------ Document segment

INDIA, NORTH KOREA, KENYA
Saturday, 04 April 2009

INDIA  Hindu nationalists in Orissa, NE India, are humiliating  Christians who have returned to their homes after being evicted by the Orissa state government who closed the relief camps.

They are traumatised, homeless and without any protection or security.

 Those who have returned are often being forced to 'become Hindus' or pay a fee. If they attend church they are threatened with the loss of sanctions such as supply of water and firewood.

   The violence has not been confined to Orissa. Fourteen other states have been affected, seven seriously. Karnataka is second only to Orissa in crimes against Christians.

The Hindu nationalist government in Karnataka, the southern state which recorded the highest number of attacks in 2008, now plans to introduce an ‘anti-conversion’ law that has provided the pretext for violence in other states.

NORTH KOREA    In 2008 the South Korean government refused to keep delivering  unconditional aid to N Korea, but tied it to dis-armament and reform. Since then deteriorating conditions have caused the N Korean government to move back into Stalinism.

Indoctrination and surveillance have been heightened. Christians are “political subversives”. If caught, they are either executed or sent to a prison camp with three generations of their family—for hard work, torture and starvation to death.

KENYA    Multitudes of southern Somali Christians have fled across the southern border into NE Kenya. Now they risk  suffering from an escalating persecution by a growing Muslim majority.

 
INDONESIA & SAUDI ARABIA
Saturday, 04 April 2009

Sharia in Indonesia

Sharia based laws have crept into half of Indonesia’s provinces. These new laws discriminate against religious minorities.

This is despite freedom of religion being guaranteed in Article 29 of the Indonesian constitution and is in violation of the policy of ‘Pancasila’ or ‘unity in diversity’.

Although Aceh is the only province completely governed by Sharia law, more than 50 regencies in 16 of 32 provinces throughout the country have passed laws influenced by Sharia.

In West Papua, where there is a long history of violence against the Kingmi Church in the Nabire Region, health and education services have been neglected by the state. There were two outbreaks of cholera in 2008; one is ongoing causing hundreds of deaths.

Saudi Arabia news

The Saudi government planned a $2.7 billion scholarship fund for Australian universities, for the entry of Saudi students into Australia after restrictions on their entry into US and UK in post-9/11 security environment.

------------
------ Entries supplied

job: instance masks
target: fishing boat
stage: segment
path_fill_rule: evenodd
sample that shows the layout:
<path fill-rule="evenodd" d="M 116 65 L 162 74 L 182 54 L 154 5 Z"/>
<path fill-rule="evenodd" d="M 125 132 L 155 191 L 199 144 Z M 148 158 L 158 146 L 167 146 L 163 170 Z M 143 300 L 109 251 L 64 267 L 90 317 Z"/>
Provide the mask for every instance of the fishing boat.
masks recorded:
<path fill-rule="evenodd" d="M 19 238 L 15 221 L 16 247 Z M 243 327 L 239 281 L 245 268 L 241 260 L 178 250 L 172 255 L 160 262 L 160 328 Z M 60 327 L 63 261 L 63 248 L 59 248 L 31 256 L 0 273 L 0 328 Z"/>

------------

- **Prompt 1**
In the persecution bulletin, which Indian state ranks second only to Orissa in crimes against Christians?
- **Prompt 2**
Write the next part of the persecution bulletin, picking up right after its final sentence.
The lines are separate material and have no connection to the persecution bulletin.

- **Task output 1**
Karnataka

- **Task output 2**
In April 2008, it was revealed Griffith University ‘practically begged the Saudi Arabian Embassy to bankroll its Islamic campus for $1.3million”, assuring them that arrangements could be kept secret if required. The Vice-Chancellor offered the embassy an opportunity to reshape the Griffith Islamic research Unit.                                                                        The Australian

A convert to Christianity has been killed by her father in Saudi Arabia, and another convert, Hamoud Bin Saleh was arrested.

Yemane Gebriel, an Eritrean pastor In Riyadh, has fled because of death threats from the muttawa (religious police). His church of about 300 is now very frightened.


 
Religious freedom under attack
Saturday, 04 April 2009

Freedom of religion is under attack from new and intended laws in many countries today.

Surprisingly, these laws often infringe the national constitution and are contrary to internationally accepted standards of human rights. Some courts are making judgments against Christians even when there is no related, applicable law. Here are a few examples.

Azerbaijan. Total censorship of all religious literature—Christian Bibles, books, tracts - both imports and exports.

Belarus. ‘Worship’ must be registered to be legal.

Kazakhstan. Prosecutions, fines, property confiscations against Baptists for holding unregistered services.

Kyrgystan. Ban on ‘proselytism’, religious literature, print and audio-visual materials. At least 200 members needed to register a church.

Tajikistan. Repressive new law signed by the President. It is expected to severely restrict the rights of Christians and some Muslims

Uzbekistan. Since early March– officials claim permission is needed for prayer meetings  - no laws exist for this. Pastors and church members are denied exit visas to travel out of the country.